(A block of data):
********

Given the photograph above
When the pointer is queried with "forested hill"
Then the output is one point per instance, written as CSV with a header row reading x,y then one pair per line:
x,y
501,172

********

(Exercise task): Print every row above again, word for word, with nothing changed.

(Correct response):
Given the photograph above
When the pointer is queried with "forested hill"
Then the output is one point per instance, written as CSV with a header row reading x,y then one pair per line:
x,y
501,172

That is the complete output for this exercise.